---------- Entries supplied

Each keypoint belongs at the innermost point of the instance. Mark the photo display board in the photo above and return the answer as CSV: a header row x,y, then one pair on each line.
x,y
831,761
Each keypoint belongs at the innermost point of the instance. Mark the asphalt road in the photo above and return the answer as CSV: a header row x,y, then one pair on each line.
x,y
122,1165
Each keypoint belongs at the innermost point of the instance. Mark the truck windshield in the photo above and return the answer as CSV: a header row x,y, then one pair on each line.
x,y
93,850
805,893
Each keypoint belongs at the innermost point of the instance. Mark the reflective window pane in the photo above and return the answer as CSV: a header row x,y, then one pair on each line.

--------------------
---------- Entries supplied

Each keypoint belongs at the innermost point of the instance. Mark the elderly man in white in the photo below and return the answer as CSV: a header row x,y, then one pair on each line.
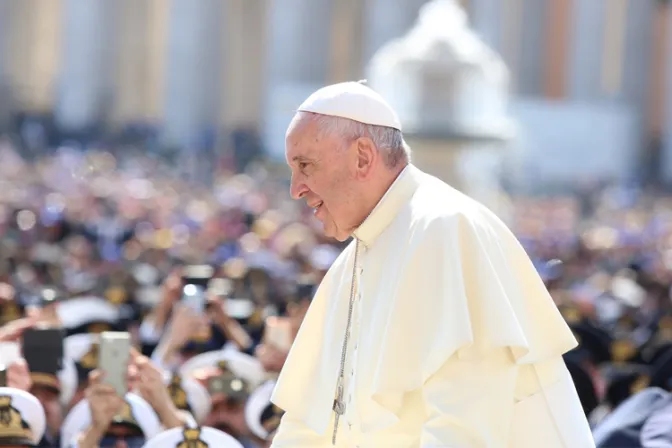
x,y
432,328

--------------------
---------- Entries supplied

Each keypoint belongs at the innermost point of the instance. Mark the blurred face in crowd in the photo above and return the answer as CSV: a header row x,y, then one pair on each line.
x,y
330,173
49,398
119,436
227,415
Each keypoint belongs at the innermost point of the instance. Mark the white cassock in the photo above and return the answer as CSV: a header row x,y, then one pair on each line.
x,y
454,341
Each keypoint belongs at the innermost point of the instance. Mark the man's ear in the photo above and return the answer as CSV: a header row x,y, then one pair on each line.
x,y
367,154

--------------------

What is required. Convert the material, starting with the line that contains "Mark the asphalt" and going on through the line that contains "Mark the reflective", into a Markdown table with columns Row and Line, skipping blank lines. Include only those lines.

Reply.
| Row | Line |
|---|---|
| 1 | Each keypoint belongs at the innermost point of the instance. Mark the asphalt road in the photo above and return the answer as CSV: a header row x,y, then one pair on each line. |
| 2 | x,y |
| 3 | 122,1165 |
| 4 | Each keypoint belongs at the innermost point of the instance. Mark the truck windshield in the photo above and return the answer as CSV: a header row x,y, then one pair on each line. |
| 5 | x,y |
| 6 | 93,850 |
| 7 | 805,893 |
| 8 | Each keypoint belongs at the innermost point of the instance. Mark the reflective window pane in the photo above and return the answer as CSV: a header row x,y, then one pair on each line. |